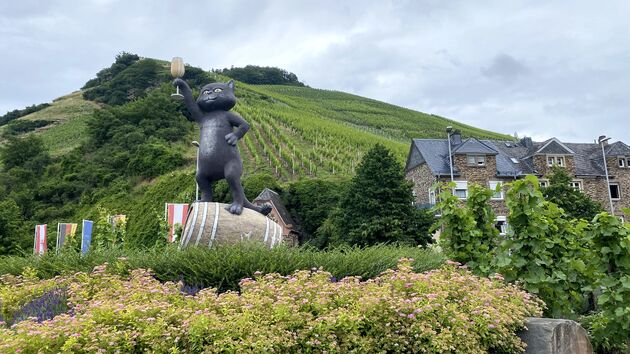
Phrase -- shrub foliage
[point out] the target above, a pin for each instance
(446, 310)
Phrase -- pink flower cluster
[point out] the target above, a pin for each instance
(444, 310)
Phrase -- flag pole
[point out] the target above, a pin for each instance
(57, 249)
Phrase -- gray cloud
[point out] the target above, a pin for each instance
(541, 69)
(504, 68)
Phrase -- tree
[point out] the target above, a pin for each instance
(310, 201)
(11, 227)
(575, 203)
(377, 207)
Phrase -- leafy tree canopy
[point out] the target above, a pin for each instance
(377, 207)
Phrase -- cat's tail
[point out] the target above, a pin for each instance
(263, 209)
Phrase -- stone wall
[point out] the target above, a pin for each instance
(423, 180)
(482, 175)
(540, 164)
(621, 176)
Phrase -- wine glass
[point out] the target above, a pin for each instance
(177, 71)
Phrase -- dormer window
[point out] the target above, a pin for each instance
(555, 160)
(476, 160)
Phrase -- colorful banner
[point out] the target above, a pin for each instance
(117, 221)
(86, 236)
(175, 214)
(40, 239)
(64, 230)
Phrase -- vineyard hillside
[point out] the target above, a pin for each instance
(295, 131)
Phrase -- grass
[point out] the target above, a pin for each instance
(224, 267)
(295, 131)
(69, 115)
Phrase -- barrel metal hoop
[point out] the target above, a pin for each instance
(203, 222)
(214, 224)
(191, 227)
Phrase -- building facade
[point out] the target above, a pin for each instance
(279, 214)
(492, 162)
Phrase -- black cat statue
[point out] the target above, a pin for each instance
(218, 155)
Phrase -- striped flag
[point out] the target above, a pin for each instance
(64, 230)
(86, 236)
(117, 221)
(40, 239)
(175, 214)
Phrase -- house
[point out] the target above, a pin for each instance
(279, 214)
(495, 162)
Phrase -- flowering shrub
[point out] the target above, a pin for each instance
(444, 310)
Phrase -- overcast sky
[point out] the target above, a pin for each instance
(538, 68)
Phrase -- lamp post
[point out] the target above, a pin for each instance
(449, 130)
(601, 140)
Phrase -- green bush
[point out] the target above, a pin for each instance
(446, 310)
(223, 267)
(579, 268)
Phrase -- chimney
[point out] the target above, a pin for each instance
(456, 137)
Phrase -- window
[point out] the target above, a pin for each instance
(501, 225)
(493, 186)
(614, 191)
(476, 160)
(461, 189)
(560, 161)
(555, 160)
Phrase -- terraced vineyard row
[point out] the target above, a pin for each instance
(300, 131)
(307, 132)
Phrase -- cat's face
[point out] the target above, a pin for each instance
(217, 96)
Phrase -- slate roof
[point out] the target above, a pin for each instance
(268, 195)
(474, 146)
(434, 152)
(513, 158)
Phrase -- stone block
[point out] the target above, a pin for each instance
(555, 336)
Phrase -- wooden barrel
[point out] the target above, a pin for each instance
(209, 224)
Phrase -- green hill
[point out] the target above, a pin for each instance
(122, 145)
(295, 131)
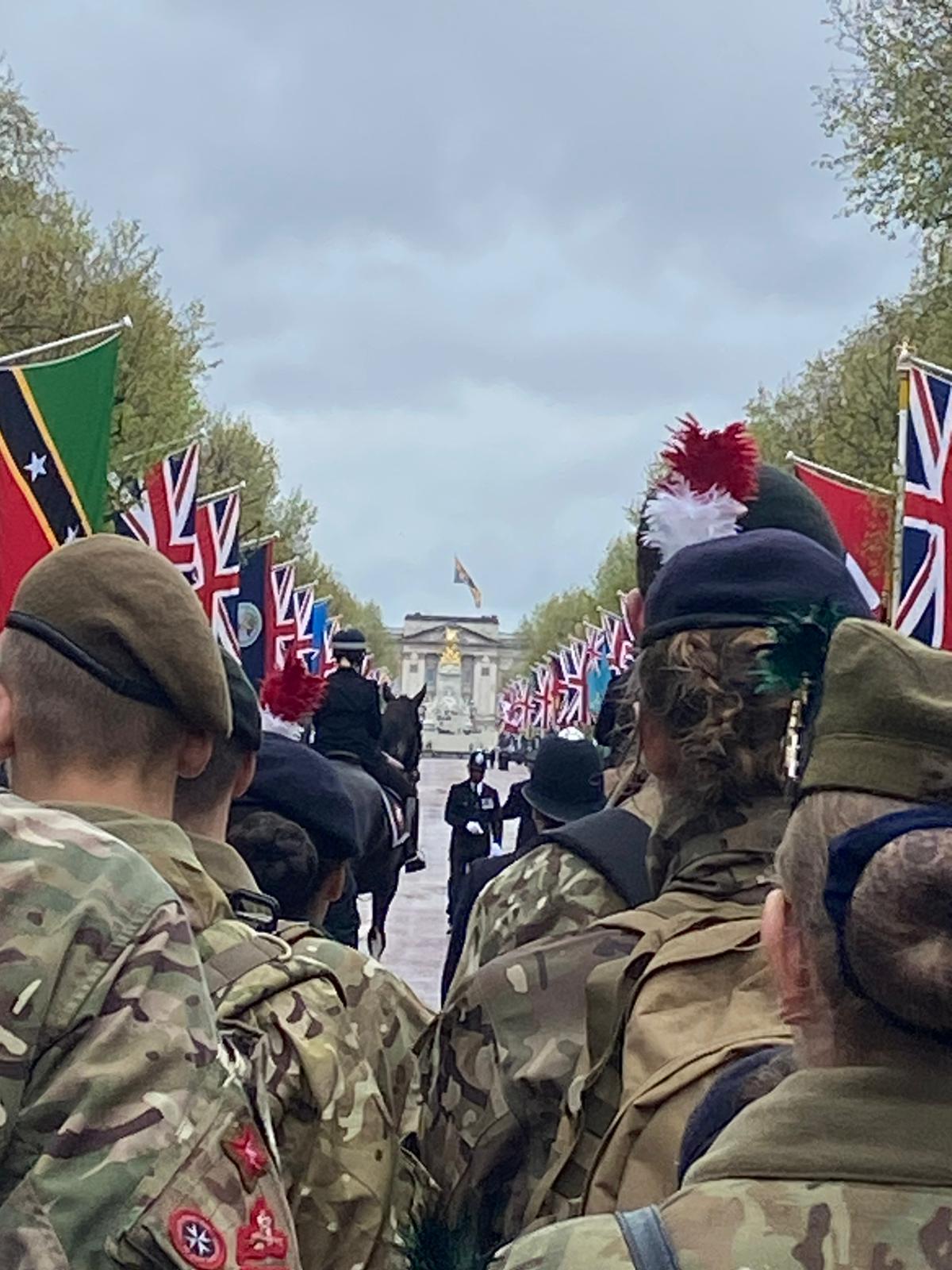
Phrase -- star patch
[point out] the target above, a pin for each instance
○ ○ ○ ○
Revise every one of the items above, changing "a pin for each instance" to "one pin per instance" and keeping everything else the same. Omit the pictures from your version.

▸ **Output below**:
Phrase -- shrub foliage
[point out] the target above, one pin per instance
(446, 310)
Phrase -- pink flower cluster
[point out] the target above, one pin per instance
(444, 310)
Phrase -- flag pole
[point out] the target above, one pin per instance
(57, 249)
Phrase -- gray cloud
[point out] the target above, one pin per instance
(541, 69)
(504, 68)
Phrase -- tree
[point out] the target above, one pin per instance
(310, 201)
(11, 227)
(575, 203)
(377, 207)
Phrase -- leafy tree canopy
[point out] the target above, one pin per instance
(377, 207)
Phrase -- cat's tail
[point out] the target above, one pin per instance
(263, 209)
Phrase -- stone wall
[point out] the target above, one pin per instance
(423, 180)
(482, 175)
(540, 164)
(621, 176)
Phrase -- wine glass
[point out] the target above, one pin per instance
(177, 71)
Phrase -- dormer window
[point out] the target above, one pin per instance
(555, 160)
(476, 160)
Phrase -- colorful banner
[point out] the target above, one pin per instance
(117, 221)
(86, 236)
(175, 214)
(40, 239)
(64, 230)
Phrase -- vineyard hillside
[point out] the target above, one pin per instance
(295, 131)
Phrase -- grass
[point out] the target above, one pin per instance
(224, 267)
(295, 131)
(69, 115)
Phrase -- barrel metal hoop
[point out] the target above, one pin per instance
(203, 222)
(214, 224)
(191, 227)
Phrase -- building facade
[point out] the target above, one pin per instance
(279, 214)
(492, 162)
Phrase -- black cat statue
[point out] the target above, one pin per instance
(218, 155)
Phrase -- striped flag
[point out] the target above, one pin per instance
(64, 230)
(86, 236)
(117, 221)
(40, 239)
(175, 214)
Phrase -- house
[point out] the target above, one pin per instance
(279, 214)
(495, 162)
Phrase -- flowering shrub
[point out] the target above, one pin per instance
(444, 310)
Phrase -- overcast sky
[point out] the target above, one pin per instance
(538, 68)
Phrase -- lamp post
[point out] the target above, one pin per instance
(449, 130)
(601, 140)
Phrase -- green bush
[point out] the target above, one pin per instance
(446, 310)
(223, 267)
(579, 268)
Phrase -- chimney
[point out] the target above, one pin per instance
(456, 137)
Phrase -- window
[point out] the target above, one pin per instance
(501, 225)
(493, 186)
(614, 191)
(476, 160)
(461, 189)
(560, 161)
(555, 160)
Phrase -- terraced vineyard row
[point out] the target above, one pin per instance
(300, 131)
(307, 132)
Phrase -- cat's face
[point out] the target above, one pin per instance
(217, 96)
Phrase -- slate roof
[point out] the target above, one pin per instance
(268, 195)
(474, 146)
(434, 152)
(513, 158)
Phrase -- stone block
[point out] the target above, one pin per instance
(555, 336)
Phrase -- wooden barrel
[point out] the target above, one pin per instance
(209, 224)
Phrase -- green hill
[point out] the target above, one pin per instance
(122, 145)
(295, 131)
Phrase -- star patch
[point out] the target above, one pin per instance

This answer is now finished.